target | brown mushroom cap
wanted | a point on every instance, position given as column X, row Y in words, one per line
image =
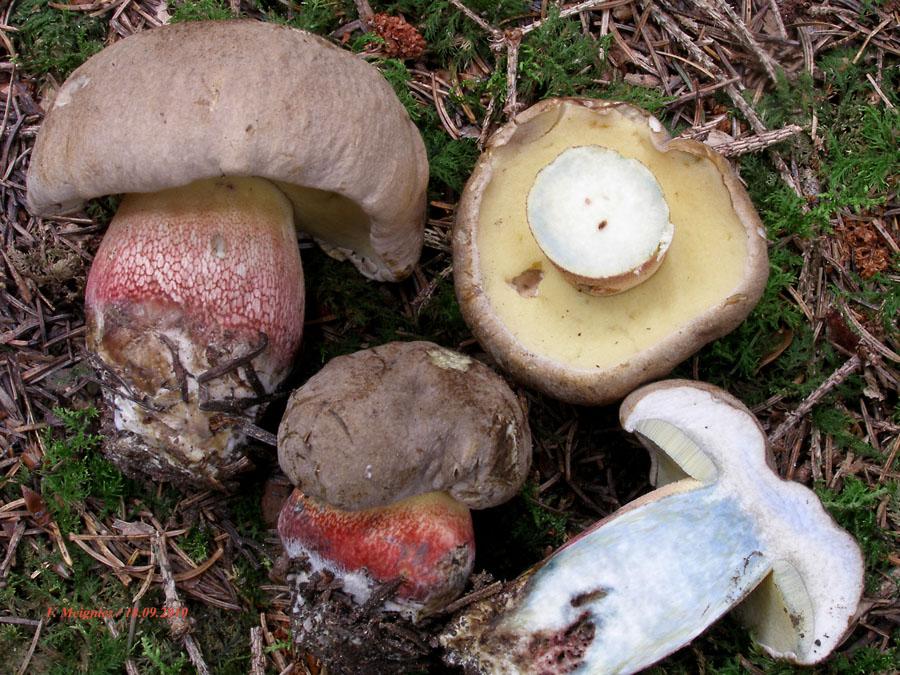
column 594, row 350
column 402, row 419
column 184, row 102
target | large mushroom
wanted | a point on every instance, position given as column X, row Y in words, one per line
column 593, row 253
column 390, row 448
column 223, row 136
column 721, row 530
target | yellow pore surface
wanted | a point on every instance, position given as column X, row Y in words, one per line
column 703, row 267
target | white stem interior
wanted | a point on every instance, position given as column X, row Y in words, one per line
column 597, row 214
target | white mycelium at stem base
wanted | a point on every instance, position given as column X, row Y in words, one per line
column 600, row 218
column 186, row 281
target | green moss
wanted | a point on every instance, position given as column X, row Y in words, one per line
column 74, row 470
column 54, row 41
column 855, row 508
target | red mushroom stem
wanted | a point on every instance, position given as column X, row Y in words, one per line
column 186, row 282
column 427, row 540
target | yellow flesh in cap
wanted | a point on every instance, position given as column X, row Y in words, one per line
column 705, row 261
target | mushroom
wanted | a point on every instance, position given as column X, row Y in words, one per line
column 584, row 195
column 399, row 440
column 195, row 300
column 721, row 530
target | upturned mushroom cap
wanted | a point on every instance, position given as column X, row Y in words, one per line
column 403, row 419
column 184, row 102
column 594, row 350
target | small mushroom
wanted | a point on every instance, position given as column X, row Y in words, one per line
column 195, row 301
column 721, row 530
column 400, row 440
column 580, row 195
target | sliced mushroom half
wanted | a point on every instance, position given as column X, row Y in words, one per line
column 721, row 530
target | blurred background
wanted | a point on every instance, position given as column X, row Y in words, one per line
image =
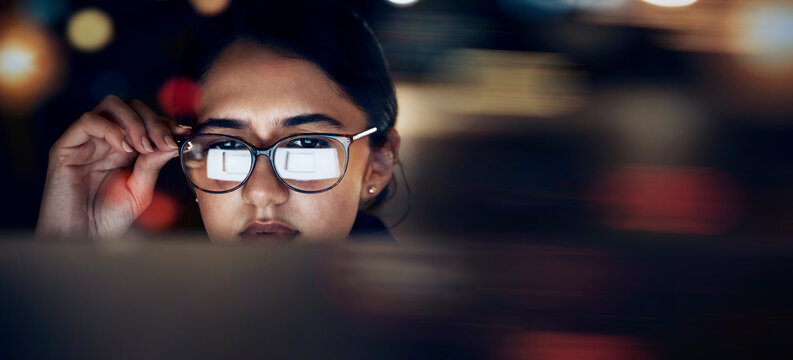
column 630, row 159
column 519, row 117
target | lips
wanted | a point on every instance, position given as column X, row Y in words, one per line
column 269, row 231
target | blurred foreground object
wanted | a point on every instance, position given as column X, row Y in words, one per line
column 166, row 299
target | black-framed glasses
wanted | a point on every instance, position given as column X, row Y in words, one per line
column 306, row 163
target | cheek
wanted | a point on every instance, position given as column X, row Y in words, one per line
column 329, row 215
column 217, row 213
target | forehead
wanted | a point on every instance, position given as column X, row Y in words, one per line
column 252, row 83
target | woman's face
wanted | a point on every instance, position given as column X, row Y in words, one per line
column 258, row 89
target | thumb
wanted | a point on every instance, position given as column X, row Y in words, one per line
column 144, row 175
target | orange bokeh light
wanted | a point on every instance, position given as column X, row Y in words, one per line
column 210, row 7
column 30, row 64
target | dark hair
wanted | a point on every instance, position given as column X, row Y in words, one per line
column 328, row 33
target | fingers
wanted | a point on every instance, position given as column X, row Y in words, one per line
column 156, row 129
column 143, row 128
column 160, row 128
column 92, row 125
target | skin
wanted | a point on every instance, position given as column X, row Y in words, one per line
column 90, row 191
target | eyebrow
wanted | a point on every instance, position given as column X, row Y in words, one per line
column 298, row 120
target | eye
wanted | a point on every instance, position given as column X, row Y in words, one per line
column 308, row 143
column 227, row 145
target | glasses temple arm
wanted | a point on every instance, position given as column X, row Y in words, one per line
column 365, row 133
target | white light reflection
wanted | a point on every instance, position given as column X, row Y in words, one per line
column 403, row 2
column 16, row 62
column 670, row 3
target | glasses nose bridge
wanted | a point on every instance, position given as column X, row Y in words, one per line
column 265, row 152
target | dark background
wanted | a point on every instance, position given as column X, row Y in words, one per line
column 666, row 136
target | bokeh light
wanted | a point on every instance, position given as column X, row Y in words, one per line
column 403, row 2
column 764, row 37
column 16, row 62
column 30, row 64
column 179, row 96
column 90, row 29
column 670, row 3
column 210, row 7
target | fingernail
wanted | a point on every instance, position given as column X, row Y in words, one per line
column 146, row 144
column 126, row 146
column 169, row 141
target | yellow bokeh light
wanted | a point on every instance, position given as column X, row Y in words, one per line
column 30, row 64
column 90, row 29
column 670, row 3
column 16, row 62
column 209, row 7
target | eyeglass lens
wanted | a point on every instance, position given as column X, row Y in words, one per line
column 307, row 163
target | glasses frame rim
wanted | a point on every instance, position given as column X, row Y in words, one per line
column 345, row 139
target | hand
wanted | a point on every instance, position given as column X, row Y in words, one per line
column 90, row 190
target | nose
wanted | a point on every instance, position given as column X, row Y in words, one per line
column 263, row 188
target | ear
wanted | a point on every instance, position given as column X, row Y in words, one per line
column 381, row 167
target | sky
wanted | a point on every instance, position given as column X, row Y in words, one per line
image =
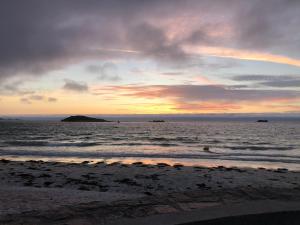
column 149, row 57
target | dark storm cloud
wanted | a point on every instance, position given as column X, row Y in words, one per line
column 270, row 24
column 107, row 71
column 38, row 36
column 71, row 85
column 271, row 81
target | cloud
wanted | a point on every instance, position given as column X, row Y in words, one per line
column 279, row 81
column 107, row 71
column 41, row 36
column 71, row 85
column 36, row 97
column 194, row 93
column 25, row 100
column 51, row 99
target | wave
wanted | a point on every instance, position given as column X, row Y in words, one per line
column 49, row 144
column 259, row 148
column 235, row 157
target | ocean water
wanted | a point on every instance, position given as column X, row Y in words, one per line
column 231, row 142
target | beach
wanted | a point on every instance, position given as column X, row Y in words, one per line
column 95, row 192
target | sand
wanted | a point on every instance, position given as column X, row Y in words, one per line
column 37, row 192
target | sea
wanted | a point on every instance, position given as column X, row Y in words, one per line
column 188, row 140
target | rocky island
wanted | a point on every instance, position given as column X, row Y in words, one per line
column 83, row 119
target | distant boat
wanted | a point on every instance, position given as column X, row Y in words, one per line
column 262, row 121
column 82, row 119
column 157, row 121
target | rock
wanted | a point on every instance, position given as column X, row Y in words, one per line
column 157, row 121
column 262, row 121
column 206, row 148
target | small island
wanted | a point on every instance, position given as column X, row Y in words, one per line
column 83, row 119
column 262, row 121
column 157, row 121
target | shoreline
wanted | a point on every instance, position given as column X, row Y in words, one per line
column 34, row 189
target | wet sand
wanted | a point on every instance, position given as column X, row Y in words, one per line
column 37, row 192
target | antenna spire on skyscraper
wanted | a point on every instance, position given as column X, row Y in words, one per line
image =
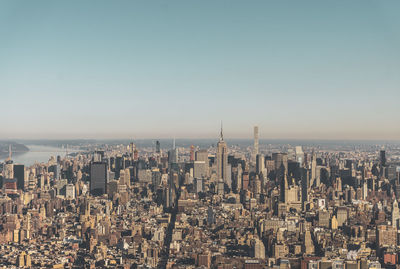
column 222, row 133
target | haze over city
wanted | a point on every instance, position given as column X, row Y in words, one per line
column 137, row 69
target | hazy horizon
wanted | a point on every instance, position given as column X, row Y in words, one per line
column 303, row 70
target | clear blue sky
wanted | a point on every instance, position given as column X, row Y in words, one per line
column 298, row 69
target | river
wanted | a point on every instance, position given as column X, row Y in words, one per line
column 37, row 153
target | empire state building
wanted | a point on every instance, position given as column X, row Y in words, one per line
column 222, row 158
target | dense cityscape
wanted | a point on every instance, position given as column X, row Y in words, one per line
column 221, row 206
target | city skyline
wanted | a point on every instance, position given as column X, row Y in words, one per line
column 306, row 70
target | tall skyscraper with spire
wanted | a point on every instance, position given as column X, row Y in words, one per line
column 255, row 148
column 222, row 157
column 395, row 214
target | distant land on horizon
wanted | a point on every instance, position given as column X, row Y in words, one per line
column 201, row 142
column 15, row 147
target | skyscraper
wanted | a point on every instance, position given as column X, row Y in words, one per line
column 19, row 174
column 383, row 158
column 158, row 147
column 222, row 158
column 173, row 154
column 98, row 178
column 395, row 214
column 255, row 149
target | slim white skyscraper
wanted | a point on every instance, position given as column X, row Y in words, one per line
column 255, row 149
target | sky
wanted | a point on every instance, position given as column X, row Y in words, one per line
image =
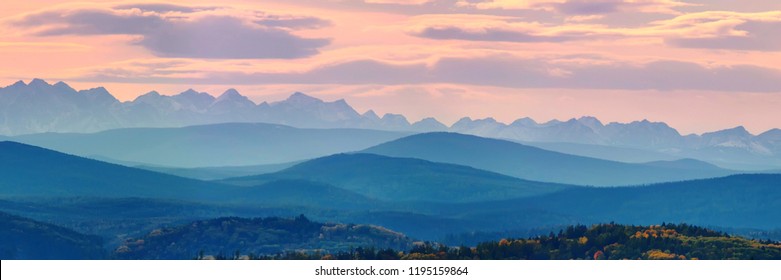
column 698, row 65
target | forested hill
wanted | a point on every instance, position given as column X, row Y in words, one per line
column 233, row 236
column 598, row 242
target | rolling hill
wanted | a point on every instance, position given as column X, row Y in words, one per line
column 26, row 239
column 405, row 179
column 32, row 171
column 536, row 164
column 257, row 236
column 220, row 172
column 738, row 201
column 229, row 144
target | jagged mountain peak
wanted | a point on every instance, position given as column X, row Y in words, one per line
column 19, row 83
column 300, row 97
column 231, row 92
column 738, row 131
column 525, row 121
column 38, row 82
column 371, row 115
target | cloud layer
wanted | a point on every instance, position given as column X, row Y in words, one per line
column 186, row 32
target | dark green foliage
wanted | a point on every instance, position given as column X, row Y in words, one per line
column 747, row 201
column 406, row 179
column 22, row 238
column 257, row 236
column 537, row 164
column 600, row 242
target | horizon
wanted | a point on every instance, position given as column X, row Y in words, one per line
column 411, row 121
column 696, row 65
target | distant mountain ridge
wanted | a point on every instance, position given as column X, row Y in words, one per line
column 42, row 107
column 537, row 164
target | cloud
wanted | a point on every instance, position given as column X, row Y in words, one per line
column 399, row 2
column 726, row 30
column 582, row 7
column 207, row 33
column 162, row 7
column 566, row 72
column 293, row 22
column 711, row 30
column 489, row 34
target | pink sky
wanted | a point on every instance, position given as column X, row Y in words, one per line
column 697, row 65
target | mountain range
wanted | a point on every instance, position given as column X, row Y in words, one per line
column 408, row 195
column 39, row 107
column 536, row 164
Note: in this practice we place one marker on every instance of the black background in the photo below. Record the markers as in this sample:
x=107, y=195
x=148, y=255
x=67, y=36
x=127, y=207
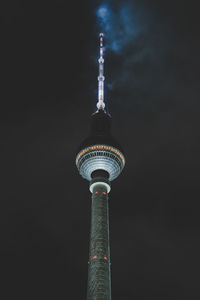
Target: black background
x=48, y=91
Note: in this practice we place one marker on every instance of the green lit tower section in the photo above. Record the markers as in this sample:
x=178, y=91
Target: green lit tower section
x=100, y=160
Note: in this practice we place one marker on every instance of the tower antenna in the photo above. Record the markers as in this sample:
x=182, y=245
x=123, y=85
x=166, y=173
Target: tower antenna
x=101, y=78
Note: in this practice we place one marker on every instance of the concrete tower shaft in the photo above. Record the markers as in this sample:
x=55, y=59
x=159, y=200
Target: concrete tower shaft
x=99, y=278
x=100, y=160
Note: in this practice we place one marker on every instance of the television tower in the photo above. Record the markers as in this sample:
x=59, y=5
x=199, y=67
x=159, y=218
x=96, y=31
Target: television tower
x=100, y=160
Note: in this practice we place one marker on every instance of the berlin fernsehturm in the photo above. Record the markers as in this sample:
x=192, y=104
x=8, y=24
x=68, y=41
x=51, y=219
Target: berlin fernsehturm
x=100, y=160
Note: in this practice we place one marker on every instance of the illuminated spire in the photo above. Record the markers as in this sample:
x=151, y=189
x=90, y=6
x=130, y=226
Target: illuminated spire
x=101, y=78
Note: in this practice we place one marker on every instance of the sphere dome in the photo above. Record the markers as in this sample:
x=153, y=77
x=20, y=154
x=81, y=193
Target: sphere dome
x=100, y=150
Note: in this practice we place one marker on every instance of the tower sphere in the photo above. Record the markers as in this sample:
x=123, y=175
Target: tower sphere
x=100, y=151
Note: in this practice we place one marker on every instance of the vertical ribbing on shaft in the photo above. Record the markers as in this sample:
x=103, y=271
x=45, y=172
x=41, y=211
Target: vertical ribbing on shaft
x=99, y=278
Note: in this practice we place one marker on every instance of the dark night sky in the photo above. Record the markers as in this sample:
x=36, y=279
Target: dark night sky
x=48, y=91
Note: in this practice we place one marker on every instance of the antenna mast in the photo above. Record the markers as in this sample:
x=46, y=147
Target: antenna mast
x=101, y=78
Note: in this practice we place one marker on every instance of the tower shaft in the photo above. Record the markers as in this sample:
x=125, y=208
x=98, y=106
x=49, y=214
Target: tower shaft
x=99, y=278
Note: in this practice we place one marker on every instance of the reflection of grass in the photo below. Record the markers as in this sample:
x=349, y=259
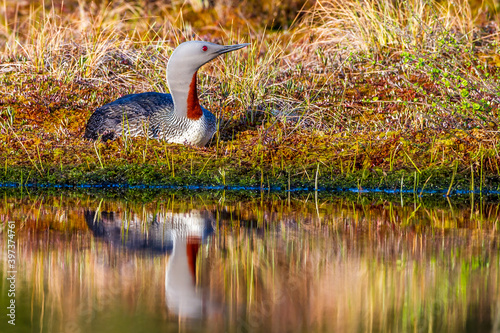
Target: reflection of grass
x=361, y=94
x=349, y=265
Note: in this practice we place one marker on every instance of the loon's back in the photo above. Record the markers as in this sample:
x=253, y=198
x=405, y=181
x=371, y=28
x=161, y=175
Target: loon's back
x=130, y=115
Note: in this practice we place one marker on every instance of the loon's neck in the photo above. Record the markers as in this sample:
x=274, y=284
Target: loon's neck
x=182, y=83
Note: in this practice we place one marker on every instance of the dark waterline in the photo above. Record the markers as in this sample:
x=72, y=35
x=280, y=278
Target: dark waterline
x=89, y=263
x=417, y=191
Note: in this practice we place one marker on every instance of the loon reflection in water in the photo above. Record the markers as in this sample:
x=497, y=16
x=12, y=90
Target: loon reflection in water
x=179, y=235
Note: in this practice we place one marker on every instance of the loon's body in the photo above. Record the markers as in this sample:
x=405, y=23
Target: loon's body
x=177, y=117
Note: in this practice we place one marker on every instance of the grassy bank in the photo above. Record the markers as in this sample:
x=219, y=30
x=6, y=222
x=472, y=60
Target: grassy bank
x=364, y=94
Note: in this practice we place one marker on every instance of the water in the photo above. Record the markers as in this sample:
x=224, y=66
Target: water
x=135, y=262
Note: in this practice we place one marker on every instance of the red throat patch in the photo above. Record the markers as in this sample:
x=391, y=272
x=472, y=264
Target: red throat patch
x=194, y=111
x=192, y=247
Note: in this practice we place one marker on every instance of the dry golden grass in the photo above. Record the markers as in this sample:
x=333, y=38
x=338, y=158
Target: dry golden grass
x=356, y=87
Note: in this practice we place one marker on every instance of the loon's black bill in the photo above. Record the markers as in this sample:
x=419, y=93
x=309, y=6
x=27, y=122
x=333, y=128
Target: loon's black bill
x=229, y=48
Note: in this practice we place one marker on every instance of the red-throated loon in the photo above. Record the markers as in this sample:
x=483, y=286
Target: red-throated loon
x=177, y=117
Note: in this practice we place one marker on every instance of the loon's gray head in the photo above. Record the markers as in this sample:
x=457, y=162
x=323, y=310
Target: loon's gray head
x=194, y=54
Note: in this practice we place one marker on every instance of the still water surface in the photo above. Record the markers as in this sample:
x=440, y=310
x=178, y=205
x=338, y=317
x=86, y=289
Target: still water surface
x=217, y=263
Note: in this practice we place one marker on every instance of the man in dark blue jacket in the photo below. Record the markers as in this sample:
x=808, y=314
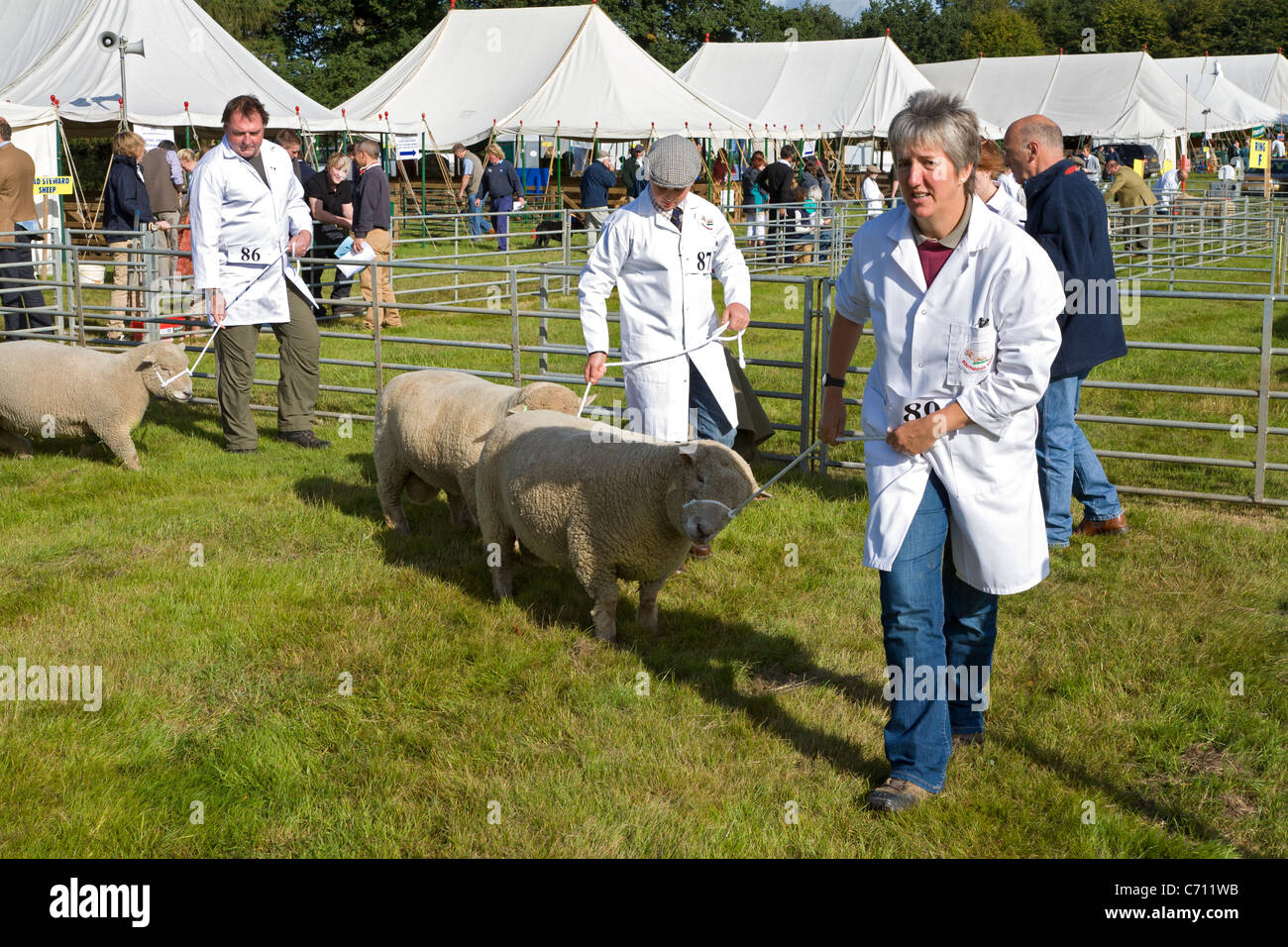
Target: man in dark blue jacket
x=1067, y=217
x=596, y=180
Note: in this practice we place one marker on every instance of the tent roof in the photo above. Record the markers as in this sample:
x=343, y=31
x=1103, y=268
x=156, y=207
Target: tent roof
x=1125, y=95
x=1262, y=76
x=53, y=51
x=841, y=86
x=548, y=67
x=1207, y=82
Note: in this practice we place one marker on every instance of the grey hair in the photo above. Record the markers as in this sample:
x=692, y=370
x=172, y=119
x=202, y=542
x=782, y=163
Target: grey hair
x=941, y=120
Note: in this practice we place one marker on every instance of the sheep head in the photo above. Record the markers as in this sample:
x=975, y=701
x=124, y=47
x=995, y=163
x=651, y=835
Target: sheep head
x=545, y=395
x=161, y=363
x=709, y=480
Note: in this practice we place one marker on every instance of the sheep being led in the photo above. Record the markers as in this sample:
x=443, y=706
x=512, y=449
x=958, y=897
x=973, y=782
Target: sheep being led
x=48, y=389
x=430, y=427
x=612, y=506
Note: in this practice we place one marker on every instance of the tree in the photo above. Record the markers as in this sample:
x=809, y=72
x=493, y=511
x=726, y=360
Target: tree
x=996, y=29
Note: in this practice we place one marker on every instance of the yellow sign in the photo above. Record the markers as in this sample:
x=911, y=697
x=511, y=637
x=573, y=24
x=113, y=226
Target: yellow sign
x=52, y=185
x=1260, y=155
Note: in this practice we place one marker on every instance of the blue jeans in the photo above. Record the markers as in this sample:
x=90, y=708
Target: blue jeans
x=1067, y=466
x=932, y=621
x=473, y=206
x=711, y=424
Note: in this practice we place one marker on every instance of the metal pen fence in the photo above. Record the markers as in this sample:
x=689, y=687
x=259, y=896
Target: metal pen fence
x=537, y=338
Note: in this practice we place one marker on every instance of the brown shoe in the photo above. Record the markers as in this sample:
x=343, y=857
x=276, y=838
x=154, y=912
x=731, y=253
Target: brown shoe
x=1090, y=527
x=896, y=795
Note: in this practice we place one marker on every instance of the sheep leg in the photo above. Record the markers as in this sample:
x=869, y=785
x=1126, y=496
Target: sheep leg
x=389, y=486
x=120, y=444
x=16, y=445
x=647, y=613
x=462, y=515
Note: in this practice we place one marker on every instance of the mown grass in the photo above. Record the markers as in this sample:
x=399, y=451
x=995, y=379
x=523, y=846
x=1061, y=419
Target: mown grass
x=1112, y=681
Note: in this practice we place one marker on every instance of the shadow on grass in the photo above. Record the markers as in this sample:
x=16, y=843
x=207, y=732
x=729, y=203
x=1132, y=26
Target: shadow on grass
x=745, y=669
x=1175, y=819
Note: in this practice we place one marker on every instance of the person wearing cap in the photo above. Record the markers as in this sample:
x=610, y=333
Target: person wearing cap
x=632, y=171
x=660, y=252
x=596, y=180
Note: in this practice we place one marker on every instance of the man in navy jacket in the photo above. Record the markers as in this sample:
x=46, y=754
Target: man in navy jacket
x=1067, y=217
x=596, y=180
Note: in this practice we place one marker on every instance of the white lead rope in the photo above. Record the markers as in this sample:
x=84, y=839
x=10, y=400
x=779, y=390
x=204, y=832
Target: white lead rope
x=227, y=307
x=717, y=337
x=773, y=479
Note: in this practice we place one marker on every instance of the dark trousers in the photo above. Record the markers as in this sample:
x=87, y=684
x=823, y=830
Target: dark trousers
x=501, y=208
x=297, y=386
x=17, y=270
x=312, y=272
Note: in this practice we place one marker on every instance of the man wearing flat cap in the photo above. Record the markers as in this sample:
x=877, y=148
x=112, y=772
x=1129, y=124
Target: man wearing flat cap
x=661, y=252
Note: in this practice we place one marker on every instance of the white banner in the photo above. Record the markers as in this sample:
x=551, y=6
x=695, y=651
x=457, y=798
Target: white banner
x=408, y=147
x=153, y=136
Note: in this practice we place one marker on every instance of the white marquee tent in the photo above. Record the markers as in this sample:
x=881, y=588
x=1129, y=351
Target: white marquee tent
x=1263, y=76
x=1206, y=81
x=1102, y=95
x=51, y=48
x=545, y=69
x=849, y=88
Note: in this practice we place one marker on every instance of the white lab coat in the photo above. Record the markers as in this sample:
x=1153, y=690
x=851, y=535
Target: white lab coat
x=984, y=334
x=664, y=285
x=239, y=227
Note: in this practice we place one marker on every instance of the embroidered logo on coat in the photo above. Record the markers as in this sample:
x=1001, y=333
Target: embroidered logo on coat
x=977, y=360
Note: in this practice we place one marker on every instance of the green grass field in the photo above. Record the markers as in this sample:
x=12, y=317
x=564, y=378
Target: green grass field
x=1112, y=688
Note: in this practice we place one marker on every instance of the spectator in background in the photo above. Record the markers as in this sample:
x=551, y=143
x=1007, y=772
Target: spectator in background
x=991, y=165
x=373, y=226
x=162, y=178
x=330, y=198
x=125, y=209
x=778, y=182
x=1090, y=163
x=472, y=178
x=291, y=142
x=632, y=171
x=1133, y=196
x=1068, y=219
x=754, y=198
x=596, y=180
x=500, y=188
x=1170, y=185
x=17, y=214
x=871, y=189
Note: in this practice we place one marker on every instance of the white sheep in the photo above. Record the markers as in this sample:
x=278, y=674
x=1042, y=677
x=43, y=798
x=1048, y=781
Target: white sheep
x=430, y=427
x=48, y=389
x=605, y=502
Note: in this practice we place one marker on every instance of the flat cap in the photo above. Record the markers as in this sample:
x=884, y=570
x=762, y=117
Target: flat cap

..............................

| Task objective |
In the data above, how many lines hold the string "glasses"? Give the number by itself.

| Output for this exercise |
4